Short exercise:
Continue the comment exchange about blogging below, picking up after its final sentence.

Source extract:
########################################
And patience gives one the long view and the international perspective while doing the dishes.

Posted by: Francois Lachance at December 6, 2003 7:29 PM

On my more optimistic days, I am enthusiastic about what blogs can do, but sometimes, I have a bad habit of looking at the wrong people's blogs. I agree with your observation that blogs allow people to reinvent themselves (and the feminist implications of that potential--the interplay of the personal and the political). And, of course, Anne, Liz, and Jill are among my favorite bloggers (I need to spend more time visiting Burningbird).

When I wrote this more pessimistic entry, I had just finished the blog paper, and the energy of writing was giving way to exhaustion and uncertainty. Now, with a few days of yummy food and end of the semester parties, I'm feeling better, and my enthusiasm is returning. I do believe that blogs allow the "deep reconsideration of the quotidien as a site of political struggle" that you describe and that this reflection on the everyday is an urgent duty. Sometimes I just forget.
########################################
Source material:
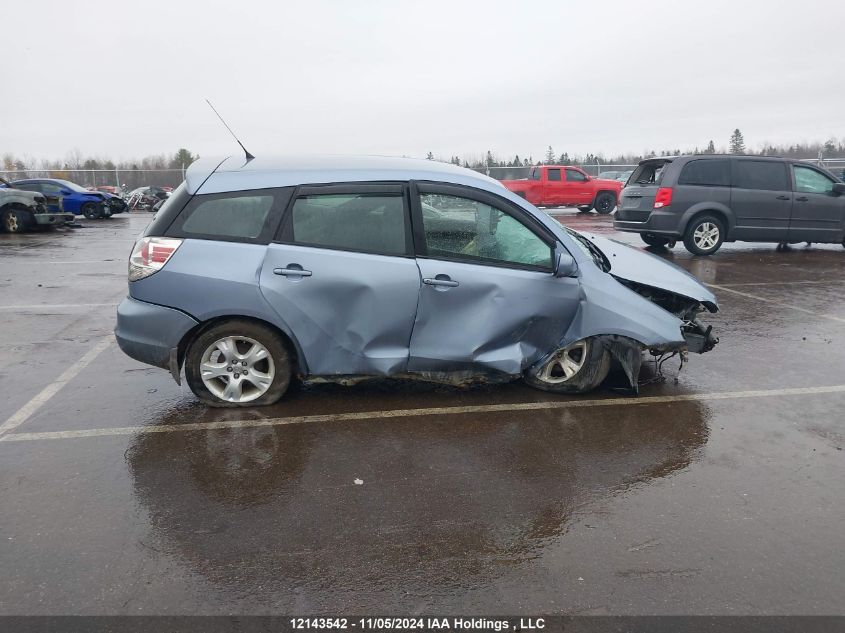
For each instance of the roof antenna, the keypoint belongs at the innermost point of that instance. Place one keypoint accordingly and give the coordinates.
########################################
Expected output:
Just like I forgot to work through the phrase "blogging on borrowed time" in my paper...

Posted by: chuck at December 6, 2003 7:55 PM

Forget the forgetting! *grin* I'm sure you worked through the thematics of "blogging on borrowed time" in some fashion at some level in the paper. May be some future paper will feature an examination of the unexplicit in blogs :)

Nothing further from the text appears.